[Labeling and segmentation records]
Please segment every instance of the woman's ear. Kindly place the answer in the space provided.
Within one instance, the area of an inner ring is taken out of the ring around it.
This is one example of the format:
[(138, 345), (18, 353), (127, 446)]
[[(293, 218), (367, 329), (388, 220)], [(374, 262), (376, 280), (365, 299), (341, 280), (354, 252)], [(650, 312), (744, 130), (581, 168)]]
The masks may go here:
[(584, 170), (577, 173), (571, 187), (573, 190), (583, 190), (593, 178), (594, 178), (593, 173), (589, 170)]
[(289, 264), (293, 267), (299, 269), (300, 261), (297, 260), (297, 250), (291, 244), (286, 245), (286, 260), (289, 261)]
...
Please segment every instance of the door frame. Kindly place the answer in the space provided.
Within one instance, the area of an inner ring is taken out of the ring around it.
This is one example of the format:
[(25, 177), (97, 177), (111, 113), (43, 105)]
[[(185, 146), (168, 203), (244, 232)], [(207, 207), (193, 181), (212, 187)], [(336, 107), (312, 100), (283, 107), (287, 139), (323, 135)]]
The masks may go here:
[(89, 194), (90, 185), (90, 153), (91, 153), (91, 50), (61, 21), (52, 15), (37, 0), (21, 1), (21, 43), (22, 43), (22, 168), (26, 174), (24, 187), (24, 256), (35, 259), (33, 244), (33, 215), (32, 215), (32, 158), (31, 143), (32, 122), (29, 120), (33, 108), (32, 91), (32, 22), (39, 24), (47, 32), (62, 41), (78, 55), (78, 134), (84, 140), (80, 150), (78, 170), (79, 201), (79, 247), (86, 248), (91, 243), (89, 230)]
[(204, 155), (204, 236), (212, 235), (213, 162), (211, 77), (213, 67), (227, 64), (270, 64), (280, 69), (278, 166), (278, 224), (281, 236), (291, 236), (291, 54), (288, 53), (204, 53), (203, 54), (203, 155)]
* * *
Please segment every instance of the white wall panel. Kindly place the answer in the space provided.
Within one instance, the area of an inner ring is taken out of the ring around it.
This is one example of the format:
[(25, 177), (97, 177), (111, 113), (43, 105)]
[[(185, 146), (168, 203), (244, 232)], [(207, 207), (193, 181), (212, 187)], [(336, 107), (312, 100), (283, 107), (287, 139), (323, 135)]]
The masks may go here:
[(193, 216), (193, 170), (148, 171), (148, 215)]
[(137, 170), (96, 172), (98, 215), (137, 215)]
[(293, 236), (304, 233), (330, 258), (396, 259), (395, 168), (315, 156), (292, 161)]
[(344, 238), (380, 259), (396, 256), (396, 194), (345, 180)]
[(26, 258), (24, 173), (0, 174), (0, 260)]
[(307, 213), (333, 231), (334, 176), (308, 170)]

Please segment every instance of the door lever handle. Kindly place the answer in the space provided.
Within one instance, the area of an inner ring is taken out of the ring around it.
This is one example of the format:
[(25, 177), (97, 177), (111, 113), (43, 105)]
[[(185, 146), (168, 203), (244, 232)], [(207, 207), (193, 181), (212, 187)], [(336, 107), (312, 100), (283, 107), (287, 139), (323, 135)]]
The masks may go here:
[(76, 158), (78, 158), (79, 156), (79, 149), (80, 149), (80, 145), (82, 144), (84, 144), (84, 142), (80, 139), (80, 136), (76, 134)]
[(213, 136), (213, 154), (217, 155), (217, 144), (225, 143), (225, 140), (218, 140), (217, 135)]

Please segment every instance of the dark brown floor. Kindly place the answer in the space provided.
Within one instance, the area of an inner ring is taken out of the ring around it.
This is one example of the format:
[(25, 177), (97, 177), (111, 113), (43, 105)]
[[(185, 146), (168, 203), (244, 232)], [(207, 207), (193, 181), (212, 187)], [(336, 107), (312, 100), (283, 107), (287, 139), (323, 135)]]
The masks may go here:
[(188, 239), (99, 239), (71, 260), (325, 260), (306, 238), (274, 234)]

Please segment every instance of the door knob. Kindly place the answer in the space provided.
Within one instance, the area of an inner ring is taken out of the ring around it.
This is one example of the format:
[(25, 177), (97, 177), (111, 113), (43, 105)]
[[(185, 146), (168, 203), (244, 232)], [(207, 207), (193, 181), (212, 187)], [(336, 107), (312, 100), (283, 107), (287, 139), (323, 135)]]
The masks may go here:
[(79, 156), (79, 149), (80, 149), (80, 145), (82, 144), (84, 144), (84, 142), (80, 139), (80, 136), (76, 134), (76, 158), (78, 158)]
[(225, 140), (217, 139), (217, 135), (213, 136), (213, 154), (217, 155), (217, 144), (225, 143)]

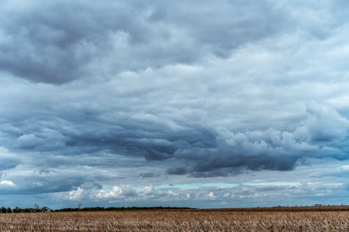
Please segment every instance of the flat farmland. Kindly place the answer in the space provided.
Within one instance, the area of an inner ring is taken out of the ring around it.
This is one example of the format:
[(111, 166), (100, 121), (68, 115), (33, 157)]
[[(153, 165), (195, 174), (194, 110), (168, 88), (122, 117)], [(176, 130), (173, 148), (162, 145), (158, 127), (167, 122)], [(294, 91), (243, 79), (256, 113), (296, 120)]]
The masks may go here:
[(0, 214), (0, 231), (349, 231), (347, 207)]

Stated goal.
Edit the stretch from the line containing "Please segment every instance of the door knob." through the line containing "[(0, 214), (0, 231), (349, 231), (347, 207)]", changing "masks" to "outlines" and keeping everything else the same. Leave the pictures out of your answer.

Exercise answer.
Please segment every instance of the door knob. Kindly place the answer in the space provided.
Within one instance, the area of an inner ring is taken out of the ring around it.
This is one example of the format:
[(25, 177), (97, 177), (111, 113), (43, 105)]
[[(185, 146), (168, 203), (244, 232)], [(207, 207), (193, 181), (212, 187)], [(336, 107), (312, 100), (283, 107), (287, 139), (323, 135)]]
The outlines may go here:
[(79, 156), (79, 149), (80, 149), (80, 145), (82, 144), (84, 144), (84, 142), (80, 139), (80, 136), (76, 134), (76, 158), (78, 158)]
[(225, 140), (217, 139), (217, 135), (213, 136), (213, 154), (217, 155), (217, 144), (225, 143)]

Please segment every instance of the flat farmland. Kindly place the answer in the space provided.
Within one instance, the area of an inner ring is taken out of the ring around it.
This is one example of the format:
[(111, 166), (100, 121), (68, 115), (33, 157)]
[[(153, 165), (195, 174), (194, 110), (168, 88), (122, 117)], [(176, 130), (173, 148), (162, 145), (158, 127), (167, 122)], [(294, 91), (243, 79), (256, 113), (296, 120)]]
The outlines may go here:
[(0, 214), (0, 231), (349, 231), (347, 207)]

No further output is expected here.